**Exercise goal**.
Quote, verbatim, all material below, without pictures.

**Provided records**.
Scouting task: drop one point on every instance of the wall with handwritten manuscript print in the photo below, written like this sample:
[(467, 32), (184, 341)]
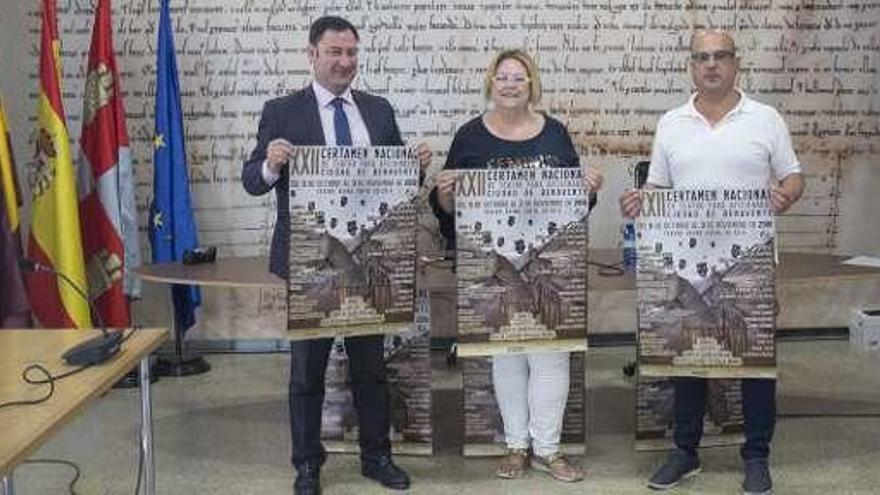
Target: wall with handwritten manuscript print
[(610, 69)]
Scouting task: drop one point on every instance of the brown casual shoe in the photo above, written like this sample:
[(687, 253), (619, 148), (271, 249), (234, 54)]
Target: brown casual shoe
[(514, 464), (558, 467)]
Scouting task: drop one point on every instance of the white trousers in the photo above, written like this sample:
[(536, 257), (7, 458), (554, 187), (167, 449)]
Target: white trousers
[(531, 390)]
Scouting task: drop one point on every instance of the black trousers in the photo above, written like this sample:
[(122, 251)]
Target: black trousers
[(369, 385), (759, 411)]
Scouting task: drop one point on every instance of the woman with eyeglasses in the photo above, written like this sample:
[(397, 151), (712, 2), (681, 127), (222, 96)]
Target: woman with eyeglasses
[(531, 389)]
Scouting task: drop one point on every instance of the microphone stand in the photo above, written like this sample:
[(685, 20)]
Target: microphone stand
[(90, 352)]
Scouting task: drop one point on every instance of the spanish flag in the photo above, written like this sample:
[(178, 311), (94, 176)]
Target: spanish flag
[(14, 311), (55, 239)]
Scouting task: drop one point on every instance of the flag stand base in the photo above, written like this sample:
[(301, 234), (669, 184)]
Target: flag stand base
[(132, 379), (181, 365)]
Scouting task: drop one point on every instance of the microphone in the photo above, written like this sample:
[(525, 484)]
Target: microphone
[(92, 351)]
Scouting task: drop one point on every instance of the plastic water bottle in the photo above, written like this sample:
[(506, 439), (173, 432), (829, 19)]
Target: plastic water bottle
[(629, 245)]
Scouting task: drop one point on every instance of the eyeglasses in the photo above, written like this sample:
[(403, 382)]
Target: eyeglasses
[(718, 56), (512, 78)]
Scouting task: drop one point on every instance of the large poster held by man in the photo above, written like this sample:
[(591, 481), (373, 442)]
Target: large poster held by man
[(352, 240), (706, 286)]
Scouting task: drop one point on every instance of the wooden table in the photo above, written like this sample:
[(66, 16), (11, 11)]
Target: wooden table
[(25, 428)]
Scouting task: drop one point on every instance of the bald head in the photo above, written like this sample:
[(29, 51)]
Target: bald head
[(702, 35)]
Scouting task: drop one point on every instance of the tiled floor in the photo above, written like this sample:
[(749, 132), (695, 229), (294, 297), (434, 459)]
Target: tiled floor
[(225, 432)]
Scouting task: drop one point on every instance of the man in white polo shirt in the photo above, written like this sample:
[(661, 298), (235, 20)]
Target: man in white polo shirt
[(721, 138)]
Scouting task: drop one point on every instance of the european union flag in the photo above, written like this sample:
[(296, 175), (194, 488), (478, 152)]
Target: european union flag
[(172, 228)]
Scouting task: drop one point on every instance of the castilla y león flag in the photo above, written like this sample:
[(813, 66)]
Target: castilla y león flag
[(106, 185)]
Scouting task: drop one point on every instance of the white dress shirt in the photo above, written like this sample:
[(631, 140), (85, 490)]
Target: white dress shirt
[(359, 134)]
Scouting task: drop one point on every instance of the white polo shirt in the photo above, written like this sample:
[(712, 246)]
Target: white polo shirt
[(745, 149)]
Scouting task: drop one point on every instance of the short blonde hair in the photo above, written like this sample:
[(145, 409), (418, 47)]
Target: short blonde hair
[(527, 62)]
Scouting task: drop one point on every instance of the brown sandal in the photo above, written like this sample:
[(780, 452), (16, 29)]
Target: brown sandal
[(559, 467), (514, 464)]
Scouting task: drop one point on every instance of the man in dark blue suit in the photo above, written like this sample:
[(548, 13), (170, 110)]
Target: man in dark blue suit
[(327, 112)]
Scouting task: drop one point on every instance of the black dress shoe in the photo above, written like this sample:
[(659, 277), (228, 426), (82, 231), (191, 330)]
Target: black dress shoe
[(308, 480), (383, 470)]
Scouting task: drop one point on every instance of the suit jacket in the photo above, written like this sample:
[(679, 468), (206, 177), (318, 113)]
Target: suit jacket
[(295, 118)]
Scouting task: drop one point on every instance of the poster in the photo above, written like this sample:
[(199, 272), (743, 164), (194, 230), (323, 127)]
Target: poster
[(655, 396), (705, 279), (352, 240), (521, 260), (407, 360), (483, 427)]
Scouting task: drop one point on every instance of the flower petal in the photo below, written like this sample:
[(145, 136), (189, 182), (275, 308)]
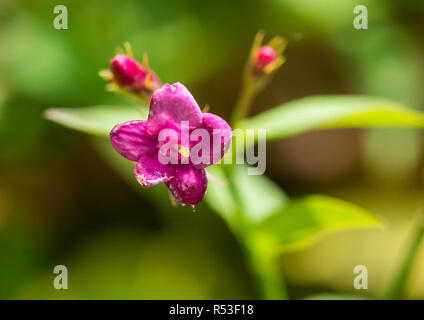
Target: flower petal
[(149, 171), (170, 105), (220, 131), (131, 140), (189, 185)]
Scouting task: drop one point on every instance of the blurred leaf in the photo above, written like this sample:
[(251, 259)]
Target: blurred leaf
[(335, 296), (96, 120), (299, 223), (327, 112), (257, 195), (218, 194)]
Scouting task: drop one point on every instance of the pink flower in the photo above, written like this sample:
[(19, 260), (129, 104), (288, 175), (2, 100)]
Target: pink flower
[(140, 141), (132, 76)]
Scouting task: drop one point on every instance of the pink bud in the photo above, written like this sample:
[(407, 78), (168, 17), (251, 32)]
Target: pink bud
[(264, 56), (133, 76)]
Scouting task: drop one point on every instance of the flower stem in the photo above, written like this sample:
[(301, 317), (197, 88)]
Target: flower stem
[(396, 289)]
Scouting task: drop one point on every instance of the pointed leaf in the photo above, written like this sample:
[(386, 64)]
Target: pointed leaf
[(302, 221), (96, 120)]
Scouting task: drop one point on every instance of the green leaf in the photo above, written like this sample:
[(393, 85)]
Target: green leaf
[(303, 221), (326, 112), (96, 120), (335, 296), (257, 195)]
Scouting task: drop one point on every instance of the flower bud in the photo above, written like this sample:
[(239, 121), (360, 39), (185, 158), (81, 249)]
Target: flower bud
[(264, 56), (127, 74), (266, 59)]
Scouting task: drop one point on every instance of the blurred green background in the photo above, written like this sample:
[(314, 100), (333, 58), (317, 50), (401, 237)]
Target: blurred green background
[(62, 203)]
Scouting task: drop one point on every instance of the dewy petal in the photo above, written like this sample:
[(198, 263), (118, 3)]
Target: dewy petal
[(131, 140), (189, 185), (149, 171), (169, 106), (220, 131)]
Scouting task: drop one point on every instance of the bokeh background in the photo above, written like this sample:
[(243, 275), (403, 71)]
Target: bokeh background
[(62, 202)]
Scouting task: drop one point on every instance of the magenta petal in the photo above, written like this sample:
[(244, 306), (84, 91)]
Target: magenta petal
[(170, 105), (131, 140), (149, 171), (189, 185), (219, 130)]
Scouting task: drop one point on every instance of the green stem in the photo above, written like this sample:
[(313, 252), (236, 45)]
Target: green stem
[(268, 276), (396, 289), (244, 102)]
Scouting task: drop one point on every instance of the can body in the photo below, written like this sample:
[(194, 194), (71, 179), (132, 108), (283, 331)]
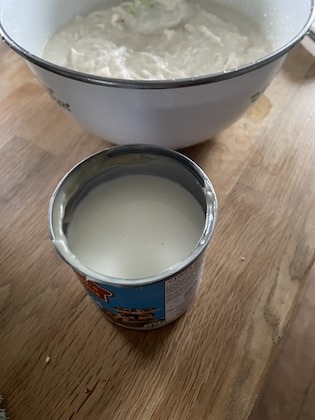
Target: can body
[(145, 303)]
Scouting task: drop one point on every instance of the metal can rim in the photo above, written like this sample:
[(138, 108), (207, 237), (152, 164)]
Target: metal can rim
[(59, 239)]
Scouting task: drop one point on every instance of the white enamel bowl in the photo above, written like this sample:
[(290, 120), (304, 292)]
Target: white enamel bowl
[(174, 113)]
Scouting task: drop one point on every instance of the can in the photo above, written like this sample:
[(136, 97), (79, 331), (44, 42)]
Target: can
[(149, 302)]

**Output of the task**.
Scouting task: drop one point on every instance of the wall with handwritten manuscript print in the photo below, written like this sample:
[(467, 32), (184, 341)]
Target: wall with handwritten manuscript print
[(610, 69)]
Scouting task: drop one point on every instance of the brown casual shoe in the photo above, written like this sample:
[(687, 253), (619, 148), (271, 249), (234, 54)]
Target: brown casual shoe
[(514, 464), (558, 467)]
Scouting task: drop one point on every instance of the white trousers in the photo above, written like this sample:
[(536, 257), (7, 458), (554, 187), (167, 449)]
Target: white trousers
[(531, 390)]
Scouting task: drop one point on every instance of the black trousers in the photo above, written like this sample:
[(122, 251)]
Target: black trousers
[(369, 385), (759, 411)]
Scouting task: drop one point on every instance of the woman with eyeglasses in the photo above, written like this sample:
[(397, 151), (712, 2), (681, 127), (222, 96)]
Target: woman with eyeglasses
[(531, 389)]
Scouting task: drop one point on every instance of the microphone stand in the photo above, written like this sample:
[(685, 20)]
Target: microphone stand
[(90, 352)]
Scouting task: drop one point on every instance of the spanish flag in the photo above, written like this sample:
[(178, 311), (94, 176)]
Target: spanish flag
[(14, 311), (55, 239)]
Scouting task: drop one point on every instance of the flag stand base in the photo above, written like this sample:
[(301, 234), (669, 184)]
Target: flag stand base
[(132, 379), (181, 365)]
Scouting task: drop one point on every instance of the microphone in the photo above, written like this sample:
[(525, 484)]
Target: microphone
[(92, 351)]
Scouting task: drop one point on every instance of the plastic water bottle in the photo above, written like this sample:
[(506, 439), (173, 432), (829, 19)]
Target: plastic water bottle
[(629, 245)]
Scouting task: drop one point on every instance of the eyeglasses in the photo above, written like this sample:
[(403, 382)]
Target: eyeglasses
[(718, 56), (512, 78)]
Scouting task: drop one point on every instance of the large poster held by man in the photo above, written like this sample:
[(591, 481), (373, 442)]
Target: large poster held by man
[(352, 240), (706, 286)]
Scouting task: drop one point on every instance of the wooden table in the photo above, written like this sample:
[(66, 16), (11, 11)]
Target: wooden table
[(25, 428)]
Scouting task: drop one point on every instance of the bald head in the photo above, written like this sample:
[(29, 51)]
Target: bald head
[(702, 35)]
Scouting task: drop one point on every instance of the tiled floor in the photo above, written like this sample:
[(749, 132), (695, 229), (294, 297), (434, 459)]
Target: tiled floor
[(225, 432)]
Scouting task: drop one point on every instance of the man in white polo shirt in the photo above, written like this sample:
[(661, 298), (235, 20)]
Target: man in white polo shirt
[(721, 138)]
Scouting task: drop one point on every instance of the european union flag in the photo above, written like this sample:
[(296, 175), (194, 488), (478, 152)]
Target: european union flag
[(172, 228)]
Scouting task: drop one point on every instance of the castilla y león flag in the photo above, written like this sample:
[(813, 66)]
Target: castilla y león flag
[(106, 185)]
Scouting task: drop one point on every instance of the white dress shirt in the photo above, written like this sample:
[(631, 140), (85, 490)]
Target: white dress shirt
[(359, 134)]
Scouting task: drop one point on every instance of the white polo shirt in the photo above, written like this sample:
[(712, 246)]
Target: white polo shirt
[(745, 149)]
Scouting task: drop one point on every instance of the short blonde hair in the photo above, written like this sample:
[(145, 409), (418, 47)]
Target: short blonde hair
[(527, 62)]
Scouting task: drop one point on every instance of the brown sandal in the photo above, written like this sample:
[(780, 452), (16, 29)]
Target: brown sandal
[(559, 467), (514, 464)]
Scouting task: drop one point on every instance of the man in dark blue suit in the photo above, written like this sample:
[(548, 13), (170, 110)]
Target: man in dark blue suit
[(327, 112)]
Scouting task: drop one point on every instance of the black dress shoe in the photo above, written like this sample:
[(659, 277), (228, 426), (82, 231), (191, 330)]
Target: black dress shoe
[(308, 480), (383, 470)]
Scouting task: drop one point on every instance of the suit jacket in the photo above, written like this sample:
[(679, 468), (206, 177), (318, 113)]
Target: suit jacket
[(295, 118)]
Scouting task: drop one point on every instance of the poster in the photo above, written like this sample:
[(199, 272), (743, 164), (194, 230), (323, 127)]
Target: poster
[(655, 396), (705, 279), (352, 240), (521, 260), (407, 360), (483, 427)]
Scouting task: drop one point on every instance of the flower petal in the photo below, written like this sample:
[(145, 136), (189, 182), (275, 308)]
Target: flower petal
[(149, 171), (170, 105), (220, 131), (131, 140), (189, 185)]
Scouting task: drop one point on every instance of the blurred leaf in the photo above, written like this sample:
[(251, 259)]
Target: blurred leaf
[(335, 296), (96, 120), (299, 223), (327, 112), (257, 195), (218, 194)]
Scouting task: drop one point on every instance of the pink flower in the photo above, written like this sample:
[(19, 260), (129, 104), (288, 175), (2, 100)]
Target: pink flower
[(140, 141), (132, 76)]
Scouting task: drop one point on every instance of the pink bud in the photo above, written like this sample:
[(407, 78), (168, 17), (251, 32)]
Target: pink bud
[(264, 56), (133, 76)]
Scouting task: drop one point on every instance of the flower stem in the photo above, written like this sample:
[(301, 317), (197, 88)]
Target: flower stem
[(396, 289)]
Scouting task: drop one point on every instance of the pointed leaf in the photo above, written like this sample:
[(386, 64)]
Target: pointed leaf
[(302, 221), (96, 120)]
Scouting task: drop one point on every instance of the green leaf in the photo above, written like this sample:
[(393, 85)]
Target: green leaf
[(303, 221), (326, 112), (96, 120), (335, 296), (257, 195)]
Scouting task: drop one point on every instance of the flower bud in the photo above, written like this sample:
[(239, 121), (360, 39), (185, 158), (81, 249)]
Target: flower bud
[(264, 56), (127, 74), (266, 59)]
Scouting task: drop one point on every instance of the blurred green background in the photo above, written like this sample:
[(314, 100), (333, 58), (317, 50), (401, 237)]
Target: blurred green background
[(62, 203)]
Scouting task: drop one point on every instance of the dewy petal in the photo above, written like this sample:
[(198, 263), (118, 3)]
Target: dewy petal
[(131, 140), (189, 185), (149, 171), (169, 106), (220, 131)]
Scouting task: drop one point on every instance of the bokeh background in the photo above, written like this sample:
[(243, 275), (403, 71)]
Target: bokeh background
[(62, 202)]
Scouting task: drop one point on every instance of the magenta petal in the photo above, written like this sample:
[(244, 306), (84, 91)]
Target: magenta petal
[(170, 105), (131, 140), (149, 171), (189, 185), (219, 130)]
Scouting task: drop one point on every instance of the green stem in the photo above, written like this sample:
[(313, 252), (236, 45)]
Target: green stem
[(268, 276), (396, 289), (244, 102)]
Scouting task: drop one point on every instance of the can body in the photo below, written like this sample:
[(194, 194), (71, 179), (132, 108), (283, 331)]
Target: can body
[(145, 303)]
Scouting task: drop one point on every instance of the metal can rim in the photo above, written like this sample:
[(138, 108), (207, 237), (152, 164)]
Target: metal can rim
[(59, 239)]
Scouting task: drop one point on every instance of the white enamel bowl in the photo above, written like this sample:
[(290, 120), (304, 292)]
Target: white enamel bowl
[(174, 113)]
Scouting task: drop one point on every instance of the can in the photo above, written like this sample:
[(136, 97), (79, 331), (44, 42)]
Target: can
[(149, 302)]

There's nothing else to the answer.